Format the lines below from the one containing "eyebrow. Return only the coordinates." through the one containing "(1019, 667)" as a JSON list of strings, one string per line, skipping any blank lines. Include only that stretch.

─── Material shown

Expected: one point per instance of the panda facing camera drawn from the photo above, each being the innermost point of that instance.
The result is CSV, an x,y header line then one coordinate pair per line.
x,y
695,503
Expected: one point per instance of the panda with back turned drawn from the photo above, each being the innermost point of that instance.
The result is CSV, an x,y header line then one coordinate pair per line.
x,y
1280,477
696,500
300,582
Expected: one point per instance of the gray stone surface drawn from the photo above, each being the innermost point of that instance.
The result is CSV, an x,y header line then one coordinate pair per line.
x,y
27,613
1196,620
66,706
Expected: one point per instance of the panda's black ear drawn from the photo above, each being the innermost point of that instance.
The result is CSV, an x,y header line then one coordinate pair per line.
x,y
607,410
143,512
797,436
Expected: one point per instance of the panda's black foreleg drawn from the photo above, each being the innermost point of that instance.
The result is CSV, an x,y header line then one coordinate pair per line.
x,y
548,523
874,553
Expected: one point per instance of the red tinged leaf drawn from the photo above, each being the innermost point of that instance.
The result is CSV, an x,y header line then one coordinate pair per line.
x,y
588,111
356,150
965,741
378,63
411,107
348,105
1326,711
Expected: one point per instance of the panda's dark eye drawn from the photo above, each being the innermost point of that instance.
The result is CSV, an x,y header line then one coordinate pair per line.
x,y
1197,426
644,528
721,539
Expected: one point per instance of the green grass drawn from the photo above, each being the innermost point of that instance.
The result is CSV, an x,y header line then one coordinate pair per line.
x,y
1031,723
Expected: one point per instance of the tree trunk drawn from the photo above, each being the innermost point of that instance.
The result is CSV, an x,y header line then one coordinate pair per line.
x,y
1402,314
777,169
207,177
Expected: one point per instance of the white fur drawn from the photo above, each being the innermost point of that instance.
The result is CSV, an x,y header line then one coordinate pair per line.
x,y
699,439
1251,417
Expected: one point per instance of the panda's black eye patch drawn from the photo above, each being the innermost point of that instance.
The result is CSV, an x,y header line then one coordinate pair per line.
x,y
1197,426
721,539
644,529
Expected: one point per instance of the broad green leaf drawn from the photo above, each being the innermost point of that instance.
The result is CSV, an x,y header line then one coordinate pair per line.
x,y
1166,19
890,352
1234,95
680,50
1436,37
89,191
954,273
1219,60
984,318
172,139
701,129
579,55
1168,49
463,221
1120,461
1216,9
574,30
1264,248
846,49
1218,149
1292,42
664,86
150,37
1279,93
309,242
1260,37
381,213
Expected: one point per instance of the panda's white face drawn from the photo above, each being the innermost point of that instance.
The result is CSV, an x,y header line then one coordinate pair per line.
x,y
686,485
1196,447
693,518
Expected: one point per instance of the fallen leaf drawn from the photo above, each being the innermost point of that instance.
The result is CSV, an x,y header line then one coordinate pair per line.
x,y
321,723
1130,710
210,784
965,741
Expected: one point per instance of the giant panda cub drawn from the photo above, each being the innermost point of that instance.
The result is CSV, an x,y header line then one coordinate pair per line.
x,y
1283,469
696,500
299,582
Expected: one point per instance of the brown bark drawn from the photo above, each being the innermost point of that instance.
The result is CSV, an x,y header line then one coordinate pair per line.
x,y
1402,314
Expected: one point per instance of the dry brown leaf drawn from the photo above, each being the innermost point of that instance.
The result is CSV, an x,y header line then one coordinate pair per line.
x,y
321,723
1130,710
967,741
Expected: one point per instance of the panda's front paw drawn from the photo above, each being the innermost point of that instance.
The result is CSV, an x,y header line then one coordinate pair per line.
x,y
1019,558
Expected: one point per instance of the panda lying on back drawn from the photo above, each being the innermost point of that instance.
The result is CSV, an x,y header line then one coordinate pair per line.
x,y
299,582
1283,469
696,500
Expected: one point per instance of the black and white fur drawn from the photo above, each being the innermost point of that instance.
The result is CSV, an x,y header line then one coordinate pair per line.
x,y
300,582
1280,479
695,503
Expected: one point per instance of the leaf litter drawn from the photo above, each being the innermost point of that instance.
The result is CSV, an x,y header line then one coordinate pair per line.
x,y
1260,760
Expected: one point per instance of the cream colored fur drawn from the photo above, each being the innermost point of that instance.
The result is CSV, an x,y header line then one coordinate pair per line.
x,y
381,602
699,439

──────
─── Material shown

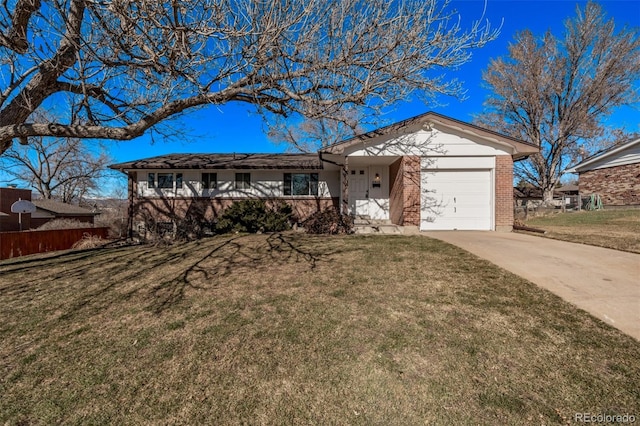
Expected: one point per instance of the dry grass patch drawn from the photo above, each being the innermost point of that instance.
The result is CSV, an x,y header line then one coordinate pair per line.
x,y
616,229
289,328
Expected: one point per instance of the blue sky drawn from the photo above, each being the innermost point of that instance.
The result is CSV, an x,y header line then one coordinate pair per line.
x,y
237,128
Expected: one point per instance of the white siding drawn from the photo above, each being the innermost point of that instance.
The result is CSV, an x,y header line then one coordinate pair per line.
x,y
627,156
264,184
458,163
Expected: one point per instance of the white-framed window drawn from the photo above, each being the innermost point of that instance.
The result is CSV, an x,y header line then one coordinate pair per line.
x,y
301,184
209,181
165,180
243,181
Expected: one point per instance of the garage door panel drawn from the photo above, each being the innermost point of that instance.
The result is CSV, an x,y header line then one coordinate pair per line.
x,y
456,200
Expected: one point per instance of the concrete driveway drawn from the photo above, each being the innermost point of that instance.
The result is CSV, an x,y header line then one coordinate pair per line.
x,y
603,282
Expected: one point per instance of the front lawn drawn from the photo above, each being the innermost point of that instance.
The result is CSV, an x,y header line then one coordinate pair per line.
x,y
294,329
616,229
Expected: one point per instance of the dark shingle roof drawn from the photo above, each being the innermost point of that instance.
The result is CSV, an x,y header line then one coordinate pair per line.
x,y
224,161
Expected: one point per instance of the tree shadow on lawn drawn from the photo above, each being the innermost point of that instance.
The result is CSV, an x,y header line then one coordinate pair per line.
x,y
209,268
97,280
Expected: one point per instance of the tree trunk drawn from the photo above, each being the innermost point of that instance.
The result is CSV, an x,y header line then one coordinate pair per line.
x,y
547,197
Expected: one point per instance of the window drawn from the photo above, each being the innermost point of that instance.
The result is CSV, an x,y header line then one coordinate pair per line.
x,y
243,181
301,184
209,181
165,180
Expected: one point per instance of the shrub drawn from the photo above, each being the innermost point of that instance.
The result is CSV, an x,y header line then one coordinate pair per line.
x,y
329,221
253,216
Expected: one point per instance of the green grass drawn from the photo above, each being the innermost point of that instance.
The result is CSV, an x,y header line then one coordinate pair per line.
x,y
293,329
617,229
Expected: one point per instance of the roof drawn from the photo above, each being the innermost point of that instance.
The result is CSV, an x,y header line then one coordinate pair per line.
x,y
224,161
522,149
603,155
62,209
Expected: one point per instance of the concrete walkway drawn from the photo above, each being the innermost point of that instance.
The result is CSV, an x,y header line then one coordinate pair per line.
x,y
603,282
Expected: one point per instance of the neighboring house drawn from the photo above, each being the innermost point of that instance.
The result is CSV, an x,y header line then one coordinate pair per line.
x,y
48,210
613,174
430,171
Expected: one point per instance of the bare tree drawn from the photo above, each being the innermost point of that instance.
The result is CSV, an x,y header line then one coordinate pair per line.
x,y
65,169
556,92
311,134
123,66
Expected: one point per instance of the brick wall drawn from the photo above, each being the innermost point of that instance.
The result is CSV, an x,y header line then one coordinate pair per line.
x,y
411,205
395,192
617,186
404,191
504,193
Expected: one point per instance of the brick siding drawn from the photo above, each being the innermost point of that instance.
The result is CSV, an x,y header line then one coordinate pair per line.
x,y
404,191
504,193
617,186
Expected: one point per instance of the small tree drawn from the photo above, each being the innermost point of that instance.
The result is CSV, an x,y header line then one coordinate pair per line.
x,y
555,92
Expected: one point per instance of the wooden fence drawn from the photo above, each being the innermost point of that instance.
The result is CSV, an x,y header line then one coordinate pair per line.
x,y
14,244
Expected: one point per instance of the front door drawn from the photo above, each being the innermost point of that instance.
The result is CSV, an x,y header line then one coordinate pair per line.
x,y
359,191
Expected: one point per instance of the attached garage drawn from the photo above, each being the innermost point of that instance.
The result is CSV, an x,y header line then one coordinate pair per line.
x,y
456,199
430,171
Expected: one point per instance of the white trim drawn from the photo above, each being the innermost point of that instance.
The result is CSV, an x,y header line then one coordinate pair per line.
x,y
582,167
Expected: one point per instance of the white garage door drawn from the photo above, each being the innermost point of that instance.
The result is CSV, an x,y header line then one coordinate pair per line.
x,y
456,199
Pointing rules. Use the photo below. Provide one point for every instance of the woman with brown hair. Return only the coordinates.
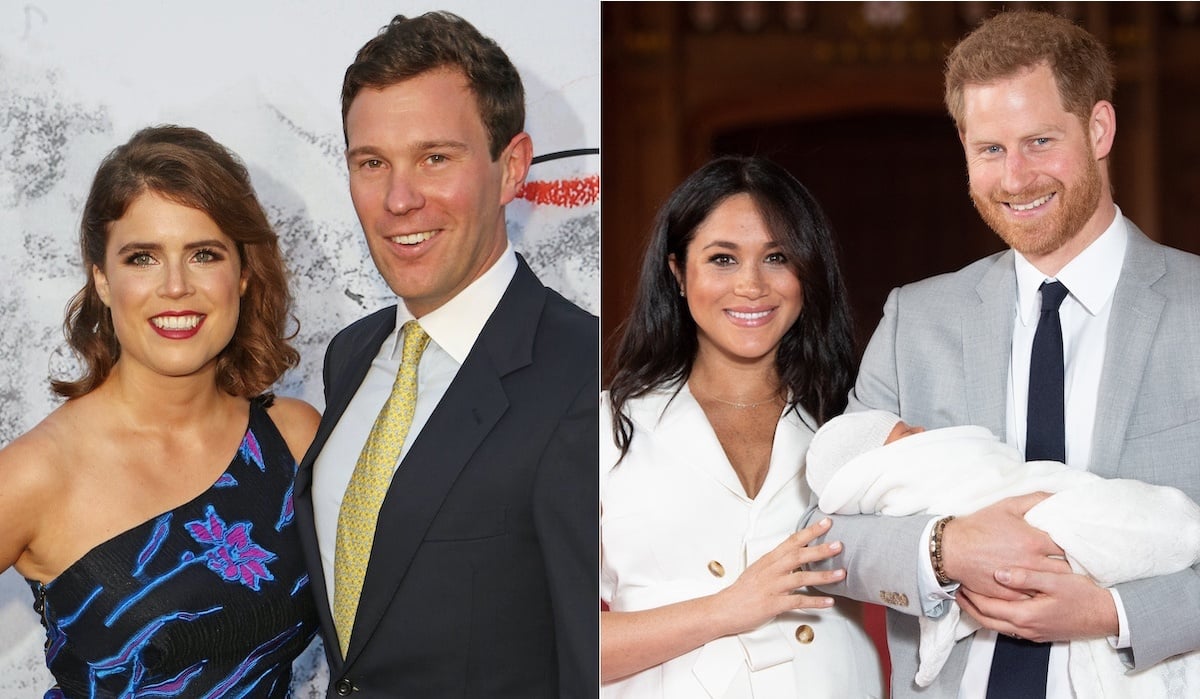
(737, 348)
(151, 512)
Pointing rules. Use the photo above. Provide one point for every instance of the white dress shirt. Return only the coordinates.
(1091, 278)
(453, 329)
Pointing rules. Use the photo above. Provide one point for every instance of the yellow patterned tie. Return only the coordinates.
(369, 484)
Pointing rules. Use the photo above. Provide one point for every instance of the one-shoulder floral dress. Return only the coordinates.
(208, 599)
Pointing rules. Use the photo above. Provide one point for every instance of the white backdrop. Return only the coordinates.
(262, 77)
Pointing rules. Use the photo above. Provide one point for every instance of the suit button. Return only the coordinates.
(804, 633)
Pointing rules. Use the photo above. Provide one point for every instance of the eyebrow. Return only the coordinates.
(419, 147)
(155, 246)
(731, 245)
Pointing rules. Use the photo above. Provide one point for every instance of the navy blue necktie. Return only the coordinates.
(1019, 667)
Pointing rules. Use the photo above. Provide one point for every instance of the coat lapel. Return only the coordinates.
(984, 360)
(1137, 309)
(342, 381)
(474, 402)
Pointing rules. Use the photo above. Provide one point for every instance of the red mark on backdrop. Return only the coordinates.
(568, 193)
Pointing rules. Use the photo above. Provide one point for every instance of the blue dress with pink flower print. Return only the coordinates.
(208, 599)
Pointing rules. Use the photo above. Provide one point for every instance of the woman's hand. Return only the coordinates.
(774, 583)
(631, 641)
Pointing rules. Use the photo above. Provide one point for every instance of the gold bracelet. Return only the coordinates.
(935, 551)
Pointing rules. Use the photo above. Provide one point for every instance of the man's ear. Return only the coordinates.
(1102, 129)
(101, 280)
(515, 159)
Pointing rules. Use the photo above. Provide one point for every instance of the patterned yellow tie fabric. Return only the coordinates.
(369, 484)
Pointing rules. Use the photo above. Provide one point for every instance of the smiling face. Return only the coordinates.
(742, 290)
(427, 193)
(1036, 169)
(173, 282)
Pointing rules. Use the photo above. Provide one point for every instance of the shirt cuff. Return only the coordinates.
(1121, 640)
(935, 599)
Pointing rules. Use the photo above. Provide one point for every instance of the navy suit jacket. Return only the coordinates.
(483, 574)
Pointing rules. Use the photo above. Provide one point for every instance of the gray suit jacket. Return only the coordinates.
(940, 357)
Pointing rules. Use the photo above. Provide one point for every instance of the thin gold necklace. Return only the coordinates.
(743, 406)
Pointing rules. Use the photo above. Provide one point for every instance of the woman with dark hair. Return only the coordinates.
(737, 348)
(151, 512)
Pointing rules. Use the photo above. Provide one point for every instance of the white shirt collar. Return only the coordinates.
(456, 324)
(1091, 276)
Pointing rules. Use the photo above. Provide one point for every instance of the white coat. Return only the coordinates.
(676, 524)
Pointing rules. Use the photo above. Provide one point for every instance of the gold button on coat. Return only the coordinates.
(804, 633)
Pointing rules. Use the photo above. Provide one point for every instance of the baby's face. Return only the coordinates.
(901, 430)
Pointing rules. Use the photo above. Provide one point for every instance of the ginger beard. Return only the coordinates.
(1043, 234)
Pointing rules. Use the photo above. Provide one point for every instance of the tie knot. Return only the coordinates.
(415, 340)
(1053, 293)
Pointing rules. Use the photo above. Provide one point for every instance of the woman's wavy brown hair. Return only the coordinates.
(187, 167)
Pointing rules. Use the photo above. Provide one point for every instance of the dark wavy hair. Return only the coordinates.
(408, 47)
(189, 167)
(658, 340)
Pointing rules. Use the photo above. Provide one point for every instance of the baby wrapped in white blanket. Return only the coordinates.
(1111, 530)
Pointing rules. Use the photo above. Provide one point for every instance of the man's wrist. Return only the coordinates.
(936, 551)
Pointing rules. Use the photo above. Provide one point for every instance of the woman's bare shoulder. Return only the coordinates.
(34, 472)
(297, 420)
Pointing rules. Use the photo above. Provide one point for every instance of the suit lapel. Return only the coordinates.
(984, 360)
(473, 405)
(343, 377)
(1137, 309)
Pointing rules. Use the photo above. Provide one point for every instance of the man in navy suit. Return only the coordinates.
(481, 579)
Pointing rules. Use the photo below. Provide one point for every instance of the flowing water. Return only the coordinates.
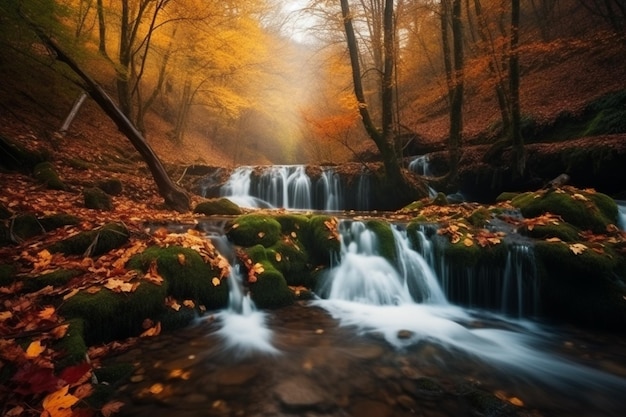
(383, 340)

──────

*Final result*:
[
  "Pointing rules. Use the photo above. Provide one point for every instance of the eyebrow. Return only the coordinates.",
  "(419, 147)",
  "(155, 246)",
  "(731, 245)",
  "Pointing rules. Use the photo above. Provide one point for every instance of the navy blue necktie. Return only the coordinates.",
  "(1019, 667)"
]